The exercise - Every line must be returned precisely as it is written.

------ Record extracts ------

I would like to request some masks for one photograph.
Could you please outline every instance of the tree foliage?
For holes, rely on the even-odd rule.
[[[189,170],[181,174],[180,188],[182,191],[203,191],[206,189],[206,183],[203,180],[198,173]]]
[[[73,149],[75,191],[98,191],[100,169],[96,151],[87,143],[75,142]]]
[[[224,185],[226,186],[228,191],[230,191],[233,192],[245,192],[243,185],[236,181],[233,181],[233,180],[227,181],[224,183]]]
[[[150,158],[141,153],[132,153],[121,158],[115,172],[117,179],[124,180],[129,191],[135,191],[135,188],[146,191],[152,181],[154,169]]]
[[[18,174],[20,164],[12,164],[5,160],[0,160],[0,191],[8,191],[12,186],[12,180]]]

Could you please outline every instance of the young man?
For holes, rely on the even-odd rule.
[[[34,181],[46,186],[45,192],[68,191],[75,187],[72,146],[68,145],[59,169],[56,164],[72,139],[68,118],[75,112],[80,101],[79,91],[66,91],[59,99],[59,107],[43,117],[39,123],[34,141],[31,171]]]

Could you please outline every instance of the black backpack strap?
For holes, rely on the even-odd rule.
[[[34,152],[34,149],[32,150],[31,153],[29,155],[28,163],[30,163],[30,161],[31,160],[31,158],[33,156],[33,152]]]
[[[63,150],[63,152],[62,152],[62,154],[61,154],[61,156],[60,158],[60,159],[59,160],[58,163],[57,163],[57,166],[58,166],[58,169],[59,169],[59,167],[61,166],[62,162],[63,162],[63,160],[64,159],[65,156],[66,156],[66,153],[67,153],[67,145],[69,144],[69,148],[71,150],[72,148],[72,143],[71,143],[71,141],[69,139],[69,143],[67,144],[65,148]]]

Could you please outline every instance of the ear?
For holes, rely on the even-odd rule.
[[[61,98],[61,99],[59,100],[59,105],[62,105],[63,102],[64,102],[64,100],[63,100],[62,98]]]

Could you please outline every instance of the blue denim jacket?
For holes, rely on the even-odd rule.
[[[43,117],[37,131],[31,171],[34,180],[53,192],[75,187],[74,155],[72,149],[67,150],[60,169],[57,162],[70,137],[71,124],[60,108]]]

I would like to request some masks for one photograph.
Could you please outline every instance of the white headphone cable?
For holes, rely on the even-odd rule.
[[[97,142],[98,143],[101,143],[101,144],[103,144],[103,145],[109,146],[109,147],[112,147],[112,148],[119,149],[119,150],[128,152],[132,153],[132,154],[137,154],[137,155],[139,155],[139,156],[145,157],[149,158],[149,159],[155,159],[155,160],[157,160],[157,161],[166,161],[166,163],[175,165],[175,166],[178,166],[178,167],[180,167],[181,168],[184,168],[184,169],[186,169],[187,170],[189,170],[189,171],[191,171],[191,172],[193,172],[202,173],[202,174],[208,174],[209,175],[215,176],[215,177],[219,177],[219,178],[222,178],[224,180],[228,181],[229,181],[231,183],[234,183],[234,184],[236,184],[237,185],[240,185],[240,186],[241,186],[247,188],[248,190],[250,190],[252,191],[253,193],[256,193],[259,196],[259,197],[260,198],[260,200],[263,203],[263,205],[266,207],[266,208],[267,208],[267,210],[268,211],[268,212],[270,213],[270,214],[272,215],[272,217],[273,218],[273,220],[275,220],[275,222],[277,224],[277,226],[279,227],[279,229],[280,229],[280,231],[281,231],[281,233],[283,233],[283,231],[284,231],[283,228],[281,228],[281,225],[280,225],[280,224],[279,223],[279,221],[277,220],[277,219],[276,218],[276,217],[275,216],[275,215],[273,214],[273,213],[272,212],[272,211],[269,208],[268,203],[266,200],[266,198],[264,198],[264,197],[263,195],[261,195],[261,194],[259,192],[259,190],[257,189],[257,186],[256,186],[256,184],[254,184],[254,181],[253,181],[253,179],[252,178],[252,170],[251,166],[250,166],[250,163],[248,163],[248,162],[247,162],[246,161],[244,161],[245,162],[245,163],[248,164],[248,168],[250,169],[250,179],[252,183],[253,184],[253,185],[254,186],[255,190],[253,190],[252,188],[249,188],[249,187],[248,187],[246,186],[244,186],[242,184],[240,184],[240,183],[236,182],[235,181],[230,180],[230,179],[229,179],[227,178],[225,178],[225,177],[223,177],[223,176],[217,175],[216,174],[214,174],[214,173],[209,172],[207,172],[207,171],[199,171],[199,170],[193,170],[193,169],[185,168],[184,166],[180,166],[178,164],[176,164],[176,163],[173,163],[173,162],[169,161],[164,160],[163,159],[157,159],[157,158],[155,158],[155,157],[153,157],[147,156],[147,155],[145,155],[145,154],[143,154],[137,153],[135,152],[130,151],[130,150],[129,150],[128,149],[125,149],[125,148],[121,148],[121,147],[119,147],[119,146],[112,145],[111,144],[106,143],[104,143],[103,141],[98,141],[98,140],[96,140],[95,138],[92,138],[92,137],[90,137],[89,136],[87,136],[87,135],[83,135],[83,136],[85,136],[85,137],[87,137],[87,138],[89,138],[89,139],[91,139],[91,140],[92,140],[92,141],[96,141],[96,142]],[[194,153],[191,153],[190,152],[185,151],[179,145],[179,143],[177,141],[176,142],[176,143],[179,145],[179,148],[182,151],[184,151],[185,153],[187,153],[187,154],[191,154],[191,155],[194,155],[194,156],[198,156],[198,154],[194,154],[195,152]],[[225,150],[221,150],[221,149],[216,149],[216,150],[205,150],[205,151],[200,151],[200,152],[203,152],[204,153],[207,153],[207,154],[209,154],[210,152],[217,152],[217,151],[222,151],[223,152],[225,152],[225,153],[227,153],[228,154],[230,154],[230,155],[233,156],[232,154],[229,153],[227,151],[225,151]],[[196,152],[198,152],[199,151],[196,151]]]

------

Task result -
I would like to request some masks for one photograph.
Could you please outline every instance of the tree foliage?
For holes, rely on the even-odd rule.
[[[189,170],[181,174],[180,188],[182,191],[203,191],[206,189],[206,183],[203,180],[198,173]]]
[[[73,149],[75,191],[98,191],[100,169],[96,151],[87,143],[75,142]]]
[[[224,185],[226,186],[228,191],[230,191],[233,192],[245,192],[243,185],[236,181],[233,181],[233,180],[227,181],[224,183]]]
[[[150,158],[141,153],[132,153],[121,158],[115,172],[117,179],[124,180],[129,191],[135,191],[135,188],[146,191],[152,181],[154,169]]]
[[[18,174],[20,164],[12,164],[5,160],[0,160],[0,191],[8,191],[12,186],[12,180]]]

Could you please outline every instance of the young man?
For holes, rely on the even-odd rule.
[[[34,181],[46,186],[45,192],[68,191],[75,187],[72,146],[68,145],[59,169],[56,164],[72,139],[68,118],[75,112],[80,101],[79,91],[66,91],[59,99],[59,107],[43,117],[39,123],[34,141],[31,171]]]

Could you please outline every instance of the black backpack strap?
For holes, rely on the even-odd rule.
[[[34,152],[34,149],[32,150],[31,153],[29,155],[28,163],[30,163],[30,161],[31,160],[31,158],[33,156],[33,152]]]
[[[63,150],[63,152],[62,152],[62,154],[61,154],[61,156],[60,158],[60,159],[59,160],[58,163],[57,163],[57,166],[58,166],[58,169],[59,169],[59,167],[61,166],[62,162],[63,162],[63,160],[64,159],[65,156],[66,156],[66,153],[67,153],[67,145],[69,144],[69,148],[71,150],[72,148],[72,143],[71,143],[71,141],[69,139],[69,143],[67,144],[65,148]]]

Could you please outline every instance of the ear?
For holes, rely on the even-odd rule.
[[[61,98],[61,99],[59,100],[59,105],[62,105],[63,102],[64,102],[64,100],[63,100],[62,98]]]

Could you please outline every instance of the blue denim jacket?
For holes, rely on the even-odd rule.
[[[43,117],[37,131],[31,171],[34,180],[53,192],[75,187],[74,155],[72,149],[67,150],[60,169],[57,162],[70,137],[71,124],[60,108]]]

I would like to request some masks for one photograph.
Could you please outline every instance of the white headphone cable?
For holes, rely on the even-odd rule.
[[[97,142],[98,143],[101,143],[101,144],[103,144],[103,145],[109,146],[109,147],[112,147],[112,148],[119,149],[119,150],[128,152],[132,153],[132,154],[137,154],[137,155],[139,155],[139,156],[145,157],[149,158],[149,159],[155,159],[155,160],[157,160],[157,161],[166,161],[166,163],[175,165],[175,166],[178,166],[178,167],[180,167],[181,168],[184,168],[184,169],[186,169],[187,170],[189,170],[189,171],[191,171],[191,172],[193,172],[202,173],[202,174],[208,174],[209,175],[215,176],[215,177],[219,177],[219,178],[222,178],[224,180],[228,181],[229,181],[231,183],[234,183],[234,184],[236,184],[237,185],[240,185],[240,186],[241,186],[247,188],[248,190],[250,190],[252,191],[253,193],[256,193],[259,196],[259,197],[260,198],[260,200],[263,203],[263,205],[266,207],[266,208],[267,208],[267,210],[268,211],[268,212],[270,213],[270,214],[272,215],[272,217],[273,218],[273,220],[275,220],[275,222],[277,224],[277,226],[279,227],[279,229],[280,229],[280,231],[281,231],[281,233],[283,233],[283,231],[284,231],[283,228],[281,228],[281,225],[280,225],[280,224],[279,223],[279,221],[277,220],[277,219],[276,218],[276,217],[275,216],[275,215],[273,214],[273,213],[272,212],[272,211],[269,208],[268,203],[266,200],[266,198],[264,198],[264,197],[263,195],[261,195],[261,194],[259,192],[259,190],[257,189],[257,186],[256,186],[256,184],[254,184],[254,181],[253,181],[253,179],[252,178],[252,170],[251,166],[250,166],[250,163],[248,163],[248,162],[247,162],[246,161],[244,161],[245,162],[245,163],[248,164],[248,168],[250,169],[250,179],[252,183],[253,184],[253,185],[254,186],[255,190],[253,190],[252,188],[249,188],[249,187],[248,187],[246,186],[244,186],[242,184],[240,184],[240,183],[236,182],[235,181],[230,180],[230,179],[229,179],[227,178],[225,178],[225,177],[223,177],[223,176],[217,175],[216,174],[214,174],[214,173],[209,172],[207,172],[207,171],[199,171],[199,170],[193,170],[193,169],[185,168],[184,166],[180,166],[178,164],[176,164],[176,163],[173,163],[173,162],[169,161],[164,160],[163,159],[157,159],[157,158],[155,158],[155,157],[153,157],[147,156],[147,155],[145,155],[145,154],[143,154],[137,153],[135,152],[130,151],[130,150],[129,150],[128,149],[125,149],[125,148],[121,148],[121,147],[119,147],[119,146],[112,145],[111,144],[106,143],[104,143],[103,141],[98,141],[98,140],[96,140],[95,138],[92,138],[92,137],[90,137],[89,136],[87,136],[87,135],[83,135],[83,136],[85,136],[85,137],[87,137],[87,138],[89,138],[89,139],[91,139],[91,140],[92,140],[92,141],[96,141],[96,142]],[[194,153],[191,153],[190,152],[185,151],[179,145],[179,143],[177,141],[176,142],[176,143],[179,145],[179,148],[182,151],[184,151],[185,153],[187,153],[187,154],[191,154],[191,155],[194,155],[194,156],[198,156],[198,154],[194,154],[195,152]],[[225,150],[221,150],[221,149],[216,149],[216,150],[205,150],[205,151],[200,151],[200,152],[203,152],[204,153],[207,153],[207,154],[209,154],[210,152],[217,152],[217,151],[222,151],[223,152],[225,152],[225,153],[227,153],[228,154],[230,154],[230,155],[233,156],[232,154],[229,153],[227,151],[225,151]],[[196,152],[198,152],[199,151],[196,151]]]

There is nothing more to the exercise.